▶ **REQUIREMENTS**:
Reproduce all of the material word for word.

▶ **Location annotation dataset excerpts**:
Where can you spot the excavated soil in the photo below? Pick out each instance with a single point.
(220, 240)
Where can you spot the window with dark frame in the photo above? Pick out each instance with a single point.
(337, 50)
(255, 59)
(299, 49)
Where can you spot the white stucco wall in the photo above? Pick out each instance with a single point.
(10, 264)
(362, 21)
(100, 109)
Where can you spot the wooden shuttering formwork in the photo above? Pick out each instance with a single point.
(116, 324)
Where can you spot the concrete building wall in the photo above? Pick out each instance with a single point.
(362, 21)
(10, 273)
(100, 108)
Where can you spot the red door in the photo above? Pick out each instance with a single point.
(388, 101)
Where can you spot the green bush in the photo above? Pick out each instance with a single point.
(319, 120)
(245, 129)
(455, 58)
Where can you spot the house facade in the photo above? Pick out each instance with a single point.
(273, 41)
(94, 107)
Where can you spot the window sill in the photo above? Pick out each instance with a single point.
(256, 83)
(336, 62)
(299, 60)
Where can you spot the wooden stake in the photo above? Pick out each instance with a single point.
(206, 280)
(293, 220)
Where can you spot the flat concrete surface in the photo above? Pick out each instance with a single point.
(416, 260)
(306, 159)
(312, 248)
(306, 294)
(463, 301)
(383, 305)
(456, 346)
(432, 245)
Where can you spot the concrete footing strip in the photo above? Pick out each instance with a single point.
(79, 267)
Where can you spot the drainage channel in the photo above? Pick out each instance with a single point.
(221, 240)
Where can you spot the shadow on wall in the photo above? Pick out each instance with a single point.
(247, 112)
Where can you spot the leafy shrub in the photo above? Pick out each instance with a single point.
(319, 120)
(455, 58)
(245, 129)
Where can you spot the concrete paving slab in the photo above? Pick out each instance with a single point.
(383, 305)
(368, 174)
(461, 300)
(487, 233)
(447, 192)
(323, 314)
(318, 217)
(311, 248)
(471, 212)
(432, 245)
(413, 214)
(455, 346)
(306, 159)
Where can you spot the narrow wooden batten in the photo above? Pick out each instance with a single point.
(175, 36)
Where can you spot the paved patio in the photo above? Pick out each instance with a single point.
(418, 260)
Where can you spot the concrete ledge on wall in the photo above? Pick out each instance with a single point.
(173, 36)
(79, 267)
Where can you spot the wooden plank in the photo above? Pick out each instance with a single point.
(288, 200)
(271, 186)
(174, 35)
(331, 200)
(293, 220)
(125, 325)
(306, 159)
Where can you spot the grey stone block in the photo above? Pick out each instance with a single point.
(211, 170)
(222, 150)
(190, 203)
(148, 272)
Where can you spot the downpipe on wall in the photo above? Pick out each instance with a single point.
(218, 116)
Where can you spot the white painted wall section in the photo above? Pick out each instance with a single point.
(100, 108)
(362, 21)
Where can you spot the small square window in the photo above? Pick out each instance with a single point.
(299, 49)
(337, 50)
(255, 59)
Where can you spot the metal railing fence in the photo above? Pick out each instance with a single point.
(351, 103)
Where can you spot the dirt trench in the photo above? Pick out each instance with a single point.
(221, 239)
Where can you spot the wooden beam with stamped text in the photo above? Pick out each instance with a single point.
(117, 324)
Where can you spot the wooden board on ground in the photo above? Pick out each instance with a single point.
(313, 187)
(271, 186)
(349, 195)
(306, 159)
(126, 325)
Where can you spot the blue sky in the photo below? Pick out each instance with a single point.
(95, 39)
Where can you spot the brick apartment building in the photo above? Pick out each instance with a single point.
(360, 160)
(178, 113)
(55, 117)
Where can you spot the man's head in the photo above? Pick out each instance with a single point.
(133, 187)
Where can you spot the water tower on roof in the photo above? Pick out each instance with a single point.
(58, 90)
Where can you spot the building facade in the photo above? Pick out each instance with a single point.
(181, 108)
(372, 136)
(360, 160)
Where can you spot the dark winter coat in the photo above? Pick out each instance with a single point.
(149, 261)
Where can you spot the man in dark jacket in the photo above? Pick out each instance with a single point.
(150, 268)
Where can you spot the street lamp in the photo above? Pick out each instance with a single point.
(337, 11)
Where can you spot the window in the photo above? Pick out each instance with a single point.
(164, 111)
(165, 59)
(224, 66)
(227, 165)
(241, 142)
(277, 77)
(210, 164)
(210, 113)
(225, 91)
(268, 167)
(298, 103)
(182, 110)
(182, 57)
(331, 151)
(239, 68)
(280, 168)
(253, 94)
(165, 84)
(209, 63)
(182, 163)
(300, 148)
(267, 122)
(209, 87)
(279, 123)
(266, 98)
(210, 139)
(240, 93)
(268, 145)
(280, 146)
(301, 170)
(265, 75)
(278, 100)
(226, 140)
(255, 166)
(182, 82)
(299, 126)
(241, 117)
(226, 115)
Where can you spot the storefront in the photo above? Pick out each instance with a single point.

▶ **OUTPUT OF THE TASK**:
Where can you spot the excavated soil in the photo below? Pick out each instance with a single point.
(220, 240)
Where can you spot the window with dark frame in the photo above? Pick out each instance with a single point.
(337, 50)
(255, 59)
(299, 49)
Where can you spot the white stucco wall in the photo above? Pick out each instance with a single point.
(10, 264)
(362, 21)
(100, 109)
Where can you spot the wooden shuttering formwork in the photo above? Pick out each instance with a single point.
(116, 324)
Where can you spot the concrete building wall in the photo above? Pick out each instance with a single point.
(362, 21)
(10, 273)
(100, 108)
Where can you spot the red door in the photo above? Pick out each instance with a single point.
(388, 101)
Where can you spot the green bush in the photo above? Pick out each instance with a single point.
(319, 120)
(245, 129)
(455, 58)
Where can you spot the house facade in the photo above? Pick out each instance with a single point.
(273, 41)
(94, 107)
Where can you spot the window sill in the photo above? Pick out each instance with a single point.
(256, 83)
(336, 62)
(299, 60)
Where can you spot the wooden stake in the photo above? Pick out each instance with a single point.
(206, 280)
(293, 220)
Where can you spot the flat concrete surface in the photo above? Pick out each instance with a single point.
(416, 260)
(306, 159)
(312, 248)
(306, 294)
(463, 301)
(383, 305)
(456, 346)
(432, 245)
Where can you spot the concrete footing strip in the photo above? Pick out each instance with a single point.
(79, 267)
Where can you spot the drainage channel in the photo above? Pick out each instance with a single point.
(221, 240)
Where can you spot the shadow on wall in the photo above? Pick out each instance with a single point.
(247, 112)
Where can you spot the leafy shrub in the photo above? Pick out each instance with a single point.
(319, 120)
(455, 58)
(245, 129)
Where can you spot the concrete paving slab in the photo above? Pick out each instance with a single point.
(383, 305)
(368, 174)
(461, 300)
(487, 233)
(447, 192)
(323, 314)
(318, 217)
(311, 248)
(471, 212)
(432, 245)
(413, 214)
(455, 346)
(306, 159)
Where can you spot the narrow wooden batten in the photo above? Pick out each instance with a single point.
(175, 36)
Where can you spot the paved patio in the photo above? Pick out each instance with a single point.
(418, 260)
Where can you spot the concrete ledge on wall in the photo above? Pick out each instance with a single point.
(173, 36)
(79, 267)
Where can you spot the wooden plank in the photo above? Pick out each instance with a single point.
(288, 200)
(271, 186)
(174, 35)
(331, 200)
(293, 220)
(125, 325)
(306, 159)
Where can you spot the grey stone block in the photo above? Pick out each instance with a single point.
(211, 170)
(222, 150)
(190, 203)
(148, 272)
Where can you spot the downpipe on wall in the photo above? Pick out each instance with a single point.
(218, 116)
Where can you spot the white painted wall section in the photo above? Pick out each instance with a single point.
(100, 108)
(362, 21)
Where can you spot the small square window in the photo above? Pick out each instance with a single point.
(299, 49)
(337, 50)
(255, 59)
Where can you spot the metal railing fence in the photo above? Pick out each instance with a single point.
(351, 103)
Where can you spot the dirt trench in the photo above? Pick out each instance with a single point.
(221, 239)
Where can you spot the wooden beam with stamped text in the photo above? Pick out each instance with a single point.
(117, 324)
Where can you spot the wooden board on ground in the photo above? Pick out each instance with a single point.
(313, 187)
(271, 186)
(349, 195)
(306, 159)
(126, 325)
Where can you spot the blue sky in the photo below? Pick out each instance with a single point.
(95, 39)
Where can you spot the brick apartment building in the photo above? Pick out each instance with a single point.
(360, 160)
(178, 113)
(55, 117)
Where can you spot the man's head in the photo above? Pick out each instance with a single point.
(133, 187)
Where can you spot the water tower on roof in the photo above? Pick out each instance with a single point.
(58, 90)
Where can you spot the building facade in the photo above? Pick out each instance with a single point.
(181, 108)
(372, 136)
(360, 160)
Where can you spot the dark winter coat in the photo above? Pick out each instance with a single point.
(149, 261)
Where can you spot the man in dark jacket in the photo above? Pick out each instance with a single point.
(150, 268)
Where can you spot the street lamp in the photo above? Pick out each instance with a single point.
(337, 11)
Where can you spot the window in the photo above? Pick out each instance with a single point.
(164, 111)
(165, 59)
(224, 66)
(227, 165)
(241, 142)
(277, 77)
(210, 164)
(210, 113)
(225, 91)
(268, 167)
(298, 103)
(182, 110)
(182, 57)
(331, 151)
(239, 68)
(280, 168)
(253, 94)
(165, 84)
(209, 63)
(182, 163)
(300, 148)
(267, 122)
(209, 87)
(279, 123)
(266, 98)
(210, 139)
(240, 93)
(268, 145)
(280, 146)
(301, 170)
(265, 75)
(278, 100)
(226, 140)
(255, 166)
(182, 82)
(299, 126)
(241, 117)
(226, 115)
Where can you spot the storefront in the photo above? Pick out each instance with a single point.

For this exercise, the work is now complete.